▶ Directions for this task:
Produce an exact copy of the lines below, starting at the first and ending with the line containing "Annotate every instance of the saddle".

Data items

══════════════════════════════

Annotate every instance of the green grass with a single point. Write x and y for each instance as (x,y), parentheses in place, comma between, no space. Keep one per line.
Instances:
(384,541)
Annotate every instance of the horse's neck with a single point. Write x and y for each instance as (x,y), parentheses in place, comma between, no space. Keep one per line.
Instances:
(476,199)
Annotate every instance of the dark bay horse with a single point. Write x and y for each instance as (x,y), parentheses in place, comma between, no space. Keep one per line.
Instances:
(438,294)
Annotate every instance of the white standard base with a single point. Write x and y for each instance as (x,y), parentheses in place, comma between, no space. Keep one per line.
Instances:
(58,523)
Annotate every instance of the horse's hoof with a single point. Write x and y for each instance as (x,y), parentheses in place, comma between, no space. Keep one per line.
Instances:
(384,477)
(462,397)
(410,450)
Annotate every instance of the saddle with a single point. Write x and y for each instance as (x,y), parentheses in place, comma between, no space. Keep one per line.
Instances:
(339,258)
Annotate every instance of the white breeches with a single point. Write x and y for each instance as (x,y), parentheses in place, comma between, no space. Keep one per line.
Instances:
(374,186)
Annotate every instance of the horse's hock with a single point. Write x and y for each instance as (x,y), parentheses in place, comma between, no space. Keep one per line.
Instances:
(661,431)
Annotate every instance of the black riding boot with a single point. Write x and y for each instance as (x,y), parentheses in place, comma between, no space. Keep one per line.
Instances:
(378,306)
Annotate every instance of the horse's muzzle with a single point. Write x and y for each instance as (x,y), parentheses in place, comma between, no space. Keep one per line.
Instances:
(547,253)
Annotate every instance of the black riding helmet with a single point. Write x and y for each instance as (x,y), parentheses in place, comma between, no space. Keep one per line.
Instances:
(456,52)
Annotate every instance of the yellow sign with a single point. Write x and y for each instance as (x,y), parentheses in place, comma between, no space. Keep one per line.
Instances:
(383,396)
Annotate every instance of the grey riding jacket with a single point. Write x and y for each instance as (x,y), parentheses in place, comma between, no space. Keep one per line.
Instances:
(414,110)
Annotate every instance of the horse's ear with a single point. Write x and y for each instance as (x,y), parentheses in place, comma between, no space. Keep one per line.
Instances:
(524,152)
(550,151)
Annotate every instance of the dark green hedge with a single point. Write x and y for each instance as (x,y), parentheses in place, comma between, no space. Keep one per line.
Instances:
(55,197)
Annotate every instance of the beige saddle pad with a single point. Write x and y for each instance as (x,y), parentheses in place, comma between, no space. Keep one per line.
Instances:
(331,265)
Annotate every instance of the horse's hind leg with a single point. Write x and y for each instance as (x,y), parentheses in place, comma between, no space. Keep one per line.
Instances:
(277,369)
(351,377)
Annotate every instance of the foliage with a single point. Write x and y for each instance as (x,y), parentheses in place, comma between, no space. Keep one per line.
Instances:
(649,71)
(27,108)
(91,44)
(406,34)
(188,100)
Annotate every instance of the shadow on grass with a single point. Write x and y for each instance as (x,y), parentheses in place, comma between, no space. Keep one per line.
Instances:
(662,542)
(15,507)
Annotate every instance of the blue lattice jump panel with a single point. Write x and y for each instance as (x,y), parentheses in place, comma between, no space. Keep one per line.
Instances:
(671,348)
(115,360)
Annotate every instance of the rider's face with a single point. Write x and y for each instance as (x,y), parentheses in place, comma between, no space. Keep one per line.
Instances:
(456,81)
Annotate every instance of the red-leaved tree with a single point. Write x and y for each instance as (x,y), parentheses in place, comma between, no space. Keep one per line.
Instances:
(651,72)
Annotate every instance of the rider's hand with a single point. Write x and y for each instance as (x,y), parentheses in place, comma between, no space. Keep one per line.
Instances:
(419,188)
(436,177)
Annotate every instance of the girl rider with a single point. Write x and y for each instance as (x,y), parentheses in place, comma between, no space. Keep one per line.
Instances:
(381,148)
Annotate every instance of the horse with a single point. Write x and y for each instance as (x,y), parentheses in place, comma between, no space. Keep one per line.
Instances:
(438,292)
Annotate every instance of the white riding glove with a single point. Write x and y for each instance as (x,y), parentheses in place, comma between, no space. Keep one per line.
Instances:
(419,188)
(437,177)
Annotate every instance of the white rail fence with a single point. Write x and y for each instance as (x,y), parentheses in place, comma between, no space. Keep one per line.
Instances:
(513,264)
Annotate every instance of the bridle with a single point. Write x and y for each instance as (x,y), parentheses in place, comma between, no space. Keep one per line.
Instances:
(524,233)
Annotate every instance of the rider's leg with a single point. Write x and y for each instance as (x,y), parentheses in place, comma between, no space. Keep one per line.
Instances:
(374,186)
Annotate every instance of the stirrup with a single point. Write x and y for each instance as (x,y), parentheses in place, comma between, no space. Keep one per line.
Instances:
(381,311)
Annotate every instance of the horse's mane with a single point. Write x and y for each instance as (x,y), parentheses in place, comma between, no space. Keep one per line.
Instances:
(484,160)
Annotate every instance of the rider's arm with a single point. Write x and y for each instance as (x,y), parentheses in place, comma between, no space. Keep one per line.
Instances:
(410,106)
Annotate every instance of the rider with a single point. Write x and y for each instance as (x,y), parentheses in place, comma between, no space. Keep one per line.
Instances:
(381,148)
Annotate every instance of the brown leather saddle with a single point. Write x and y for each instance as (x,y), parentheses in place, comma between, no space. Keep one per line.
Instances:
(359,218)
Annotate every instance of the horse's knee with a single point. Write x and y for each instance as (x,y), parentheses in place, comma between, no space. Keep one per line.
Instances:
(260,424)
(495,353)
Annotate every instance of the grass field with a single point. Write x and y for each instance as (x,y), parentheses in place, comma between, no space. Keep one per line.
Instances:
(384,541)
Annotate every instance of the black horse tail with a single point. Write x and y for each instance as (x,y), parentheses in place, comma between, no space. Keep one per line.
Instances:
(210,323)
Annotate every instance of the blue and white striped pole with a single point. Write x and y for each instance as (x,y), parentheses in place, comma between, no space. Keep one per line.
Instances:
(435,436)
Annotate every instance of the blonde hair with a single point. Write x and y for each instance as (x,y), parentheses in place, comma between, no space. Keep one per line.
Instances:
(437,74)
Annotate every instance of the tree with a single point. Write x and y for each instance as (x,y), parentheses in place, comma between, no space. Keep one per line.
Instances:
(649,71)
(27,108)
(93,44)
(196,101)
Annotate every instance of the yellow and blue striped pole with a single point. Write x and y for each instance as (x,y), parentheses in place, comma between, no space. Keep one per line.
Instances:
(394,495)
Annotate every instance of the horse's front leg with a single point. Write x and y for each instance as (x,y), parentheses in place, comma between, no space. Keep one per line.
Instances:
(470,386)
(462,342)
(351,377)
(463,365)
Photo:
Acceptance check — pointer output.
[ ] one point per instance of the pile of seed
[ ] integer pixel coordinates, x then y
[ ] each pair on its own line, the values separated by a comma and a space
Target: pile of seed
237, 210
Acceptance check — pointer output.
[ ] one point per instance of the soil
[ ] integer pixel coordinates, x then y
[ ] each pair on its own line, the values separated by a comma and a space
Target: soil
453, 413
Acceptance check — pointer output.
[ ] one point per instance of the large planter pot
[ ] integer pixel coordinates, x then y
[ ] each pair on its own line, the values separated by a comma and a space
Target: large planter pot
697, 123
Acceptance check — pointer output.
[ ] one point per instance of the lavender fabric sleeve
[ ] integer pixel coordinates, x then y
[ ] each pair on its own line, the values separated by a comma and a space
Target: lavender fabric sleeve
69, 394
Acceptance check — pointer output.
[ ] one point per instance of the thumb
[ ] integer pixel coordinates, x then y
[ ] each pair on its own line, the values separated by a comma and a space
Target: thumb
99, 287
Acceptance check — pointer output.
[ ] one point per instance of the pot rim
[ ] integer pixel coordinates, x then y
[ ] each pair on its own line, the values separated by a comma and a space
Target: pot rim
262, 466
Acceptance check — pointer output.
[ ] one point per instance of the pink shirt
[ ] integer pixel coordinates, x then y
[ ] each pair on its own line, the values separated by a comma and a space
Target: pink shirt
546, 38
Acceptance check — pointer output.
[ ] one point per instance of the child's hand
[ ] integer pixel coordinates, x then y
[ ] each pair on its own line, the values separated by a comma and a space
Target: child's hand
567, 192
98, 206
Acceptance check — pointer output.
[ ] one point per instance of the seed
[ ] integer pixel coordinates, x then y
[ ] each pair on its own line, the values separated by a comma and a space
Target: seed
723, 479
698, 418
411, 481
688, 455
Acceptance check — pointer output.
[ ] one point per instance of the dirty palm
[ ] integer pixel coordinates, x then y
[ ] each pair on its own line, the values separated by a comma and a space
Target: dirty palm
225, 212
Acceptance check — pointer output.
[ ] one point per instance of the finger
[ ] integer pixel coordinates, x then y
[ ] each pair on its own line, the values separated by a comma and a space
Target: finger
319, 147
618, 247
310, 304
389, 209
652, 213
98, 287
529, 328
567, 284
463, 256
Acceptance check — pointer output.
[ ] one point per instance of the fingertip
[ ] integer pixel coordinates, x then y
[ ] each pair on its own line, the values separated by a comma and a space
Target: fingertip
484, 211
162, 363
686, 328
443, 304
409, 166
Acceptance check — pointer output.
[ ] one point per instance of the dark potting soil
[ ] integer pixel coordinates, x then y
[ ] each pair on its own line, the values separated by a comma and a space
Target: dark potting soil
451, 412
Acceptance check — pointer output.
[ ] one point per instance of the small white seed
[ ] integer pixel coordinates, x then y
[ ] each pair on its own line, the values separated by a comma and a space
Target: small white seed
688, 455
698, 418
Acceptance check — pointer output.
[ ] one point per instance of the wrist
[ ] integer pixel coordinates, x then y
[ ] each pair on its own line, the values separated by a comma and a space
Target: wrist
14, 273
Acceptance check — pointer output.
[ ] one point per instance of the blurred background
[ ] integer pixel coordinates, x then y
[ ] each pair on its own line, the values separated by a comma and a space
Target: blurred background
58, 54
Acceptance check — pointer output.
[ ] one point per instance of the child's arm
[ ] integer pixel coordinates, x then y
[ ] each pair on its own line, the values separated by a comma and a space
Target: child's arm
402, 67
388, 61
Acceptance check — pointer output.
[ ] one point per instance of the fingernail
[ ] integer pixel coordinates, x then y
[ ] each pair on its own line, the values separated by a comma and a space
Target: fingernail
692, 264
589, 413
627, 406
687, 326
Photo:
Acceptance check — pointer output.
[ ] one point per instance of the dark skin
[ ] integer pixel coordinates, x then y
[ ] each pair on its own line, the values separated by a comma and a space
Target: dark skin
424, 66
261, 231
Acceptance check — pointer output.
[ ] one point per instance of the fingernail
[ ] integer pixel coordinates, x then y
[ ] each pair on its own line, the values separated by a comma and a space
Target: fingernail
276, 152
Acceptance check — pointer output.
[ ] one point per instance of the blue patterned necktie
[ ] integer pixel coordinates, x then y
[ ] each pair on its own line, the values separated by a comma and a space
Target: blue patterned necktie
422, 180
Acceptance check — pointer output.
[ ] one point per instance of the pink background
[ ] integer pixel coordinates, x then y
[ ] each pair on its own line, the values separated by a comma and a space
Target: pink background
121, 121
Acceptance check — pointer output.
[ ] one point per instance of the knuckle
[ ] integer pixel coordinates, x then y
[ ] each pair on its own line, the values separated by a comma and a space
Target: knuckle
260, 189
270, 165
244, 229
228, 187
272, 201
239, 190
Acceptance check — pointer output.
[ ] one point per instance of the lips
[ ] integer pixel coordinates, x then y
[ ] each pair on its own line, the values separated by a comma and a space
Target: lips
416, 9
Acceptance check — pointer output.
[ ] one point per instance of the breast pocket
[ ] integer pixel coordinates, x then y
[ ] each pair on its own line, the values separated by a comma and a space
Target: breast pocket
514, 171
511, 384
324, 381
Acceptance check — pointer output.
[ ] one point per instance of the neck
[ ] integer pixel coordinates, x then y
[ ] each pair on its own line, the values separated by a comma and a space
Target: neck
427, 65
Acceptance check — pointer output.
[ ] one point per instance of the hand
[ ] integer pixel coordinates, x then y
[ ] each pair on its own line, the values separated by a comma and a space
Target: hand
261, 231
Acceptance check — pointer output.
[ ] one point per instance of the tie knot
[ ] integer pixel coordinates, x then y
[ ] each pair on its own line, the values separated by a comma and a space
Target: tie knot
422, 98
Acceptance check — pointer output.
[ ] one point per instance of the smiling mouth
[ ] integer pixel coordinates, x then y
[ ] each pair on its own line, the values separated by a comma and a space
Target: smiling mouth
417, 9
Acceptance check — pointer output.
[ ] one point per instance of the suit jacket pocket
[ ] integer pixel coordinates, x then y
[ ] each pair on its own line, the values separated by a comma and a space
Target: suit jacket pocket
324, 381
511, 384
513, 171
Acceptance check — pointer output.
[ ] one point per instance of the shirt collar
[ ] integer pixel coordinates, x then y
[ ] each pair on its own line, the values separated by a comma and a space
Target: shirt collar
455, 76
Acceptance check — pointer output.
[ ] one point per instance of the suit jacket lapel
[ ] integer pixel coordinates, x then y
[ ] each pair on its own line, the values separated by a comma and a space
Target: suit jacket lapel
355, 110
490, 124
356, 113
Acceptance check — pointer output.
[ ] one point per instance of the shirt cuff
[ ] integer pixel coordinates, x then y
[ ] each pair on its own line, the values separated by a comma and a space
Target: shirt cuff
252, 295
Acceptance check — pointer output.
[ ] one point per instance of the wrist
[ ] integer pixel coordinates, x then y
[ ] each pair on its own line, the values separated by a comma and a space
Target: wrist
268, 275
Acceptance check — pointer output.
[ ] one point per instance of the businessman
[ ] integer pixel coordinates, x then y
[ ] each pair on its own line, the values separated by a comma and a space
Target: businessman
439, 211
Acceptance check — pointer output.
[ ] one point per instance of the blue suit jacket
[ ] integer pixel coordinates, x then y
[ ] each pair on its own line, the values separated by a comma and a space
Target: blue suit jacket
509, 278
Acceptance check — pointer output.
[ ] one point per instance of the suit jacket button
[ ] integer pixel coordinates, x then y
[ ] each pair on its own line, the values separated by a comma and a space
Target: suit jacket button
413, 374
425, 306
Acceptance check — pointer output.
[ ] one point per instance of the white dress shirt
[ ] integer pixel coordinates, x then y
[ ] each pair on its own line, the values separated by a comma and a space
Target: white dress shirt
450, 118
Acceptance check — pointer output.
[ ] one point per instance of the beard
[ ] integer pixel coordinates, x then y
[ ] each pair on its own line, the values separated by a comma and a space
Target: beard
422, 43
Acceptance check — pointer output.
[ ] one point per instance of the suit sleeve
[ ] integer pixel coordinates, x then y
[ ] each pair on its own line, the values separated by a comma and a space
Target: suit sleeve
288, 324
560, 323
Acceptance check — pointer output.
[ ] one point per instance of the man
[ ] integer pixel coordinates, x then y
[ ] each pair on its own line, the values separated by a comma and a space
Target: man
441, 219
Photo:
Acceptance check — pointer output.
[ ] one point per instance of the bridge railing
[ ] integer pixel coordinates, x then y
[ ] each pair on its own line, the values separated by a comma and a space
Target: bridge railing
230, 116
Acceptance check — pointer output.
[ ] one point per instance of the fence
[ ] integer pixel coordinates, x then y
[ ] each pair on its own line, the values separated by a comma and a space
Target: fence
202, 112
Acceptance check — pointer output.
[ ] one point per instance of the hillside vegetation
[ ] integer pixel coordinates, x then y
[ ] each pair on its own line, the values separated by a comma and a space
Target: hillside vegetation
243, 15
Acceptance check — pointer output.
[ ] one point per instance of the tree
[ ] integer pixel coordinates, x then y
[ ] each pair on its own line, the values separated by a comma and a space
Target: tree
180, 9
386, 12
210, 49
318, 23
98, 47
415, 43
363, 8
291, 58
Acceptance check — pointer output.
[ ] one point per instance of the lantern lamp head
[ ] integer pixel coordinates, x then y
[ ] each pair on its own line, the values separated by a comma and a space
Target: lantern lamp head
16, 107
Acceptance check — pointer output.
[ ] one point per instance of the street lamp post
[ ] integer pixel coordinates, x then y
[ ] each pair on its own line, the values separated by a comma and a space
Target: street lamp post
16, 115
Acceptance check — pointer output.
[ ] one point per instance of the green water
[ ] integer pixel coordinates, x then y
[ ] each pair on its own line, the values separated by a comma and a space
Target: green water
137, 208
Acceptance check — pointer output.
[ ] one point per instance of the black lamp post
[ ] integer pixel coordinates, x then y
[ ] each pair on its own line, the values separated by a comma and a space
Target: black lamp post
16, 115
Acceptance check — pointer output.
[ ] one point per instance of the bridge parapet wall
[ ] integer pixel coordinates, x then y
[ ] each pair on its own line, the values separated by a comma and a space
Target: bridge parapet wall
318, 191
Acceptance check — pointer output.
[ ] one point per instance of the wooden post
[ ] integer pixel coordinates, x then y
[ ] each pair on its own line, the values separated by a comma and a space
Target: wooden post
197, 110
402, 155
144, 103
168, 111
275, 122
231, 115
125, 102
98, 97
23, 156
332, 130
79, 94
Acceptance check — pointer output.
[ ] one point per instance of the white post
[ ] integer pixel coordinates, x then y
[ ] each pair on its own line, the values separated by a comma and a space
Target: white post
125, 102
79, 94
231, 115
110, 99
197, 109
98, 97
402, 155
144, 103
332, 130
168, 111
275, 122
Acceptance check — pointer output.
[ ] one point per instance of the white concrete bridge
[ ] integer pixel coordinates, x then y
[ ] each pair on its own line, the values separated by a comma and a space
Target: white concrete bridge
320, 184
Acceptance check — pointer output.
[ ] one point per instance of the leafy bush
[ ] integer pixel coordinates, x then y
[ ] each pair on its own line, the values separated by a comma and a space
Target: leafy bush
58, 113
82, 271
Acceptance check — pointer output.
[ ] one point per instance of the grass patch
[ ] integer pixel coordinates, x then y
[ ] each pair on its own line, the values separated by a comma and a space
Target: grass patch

══════════════════════════════

▶ Expected answer:
Annotate every instance of the green grass with a single point. Write x and y for each instance as (x,y), parentheses in place, comma between, no space. Keep one per line.
Instances:
(384,541)
Annotate every instance of the horse's neck with a single point. Write x and y for each instance as (x,y), parentheses in place, comma between, no space. Keep one per line.
Instances:
(476,199)
Annotate every instance of the dark bay horse with a single point. Write x and y for each instance as (x,y), parentheses in place, comma between, no space. Keep one per line.
Instances:
(438,294)
Annotate every instance of the white standard base with a single point. Write x and y for each instance as (x,y), parentheses in place, comma between, no space. Keep one per line.
Instances:
(58,523)
Annotate every instance of the horse's hoof with a single point. Write x and y for each instance as (x,y), parentheses in place, comma between, no space. Keep one per line.
Instances:
(384,477)
(462,397)
(410,450)
Annotate every instance of the saddle with a single point. Write x and y for each instance as (x,y), parentheses in place, comma between, no space. Keep one per line.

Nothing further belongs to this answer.